[Excerpted records]
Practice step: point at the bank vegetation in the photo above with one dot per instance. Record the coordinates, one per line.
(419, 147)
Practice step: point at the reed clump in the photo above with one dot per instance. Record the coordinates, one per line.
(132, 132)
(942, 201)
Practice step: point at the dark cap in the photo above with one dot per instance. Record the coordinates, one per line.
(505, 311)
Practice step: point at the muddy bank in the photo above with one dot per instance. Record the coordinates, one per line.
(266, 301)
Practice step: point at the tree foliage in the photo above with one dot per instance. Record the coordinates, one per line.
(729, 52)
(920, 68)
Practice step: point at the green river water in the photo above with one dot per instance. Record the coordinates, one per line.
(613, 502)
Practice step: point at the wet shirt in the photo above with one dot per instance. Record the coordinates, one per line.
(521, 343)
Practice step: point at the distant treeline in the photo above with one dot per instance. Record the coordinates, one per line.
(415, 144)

[What you need to do]
Revise the entries so that every "one dot per instance" becomes "a single dot for each instance", leaving the rest of each line as it is.

[Answer to the task]
Practice step: point at the bank vegetation in the photo above with a single dot for each instance. Record the coordinates, one per line.
(419, 147)
Practice step: point at the reed clump in the photo above with a single dot for each instance. Record the coordinates, one per line.
(132, 132)
(942, 201)
Practice step: point at the dark cap in the photo above with a single dot for each instance. Record the coordinates, one per line.
(505, 311)
Practice step: point at the muddy bank in the photo above with a single dot for each instance. Record the coordinates, one per line.
(266, 301)
Practice step: point at the tree foliage in the photo above with a single dot for each instance. Record the coordinates, one per line.
(729, 52)
(920, 68)
Practice step: point at the green river water in the photo above with a single dot for each instance. Record the coordinates, one per line.
(613, 502)
Practice step: point at the wet shirt in the photo above with a single dot for each instance. Record the coordinates, one per line.
(521, 343)
Practice step: point at the distant treeline in the photo above with a single dot for each instance. Record the coordinates, one per line.
(415, 144)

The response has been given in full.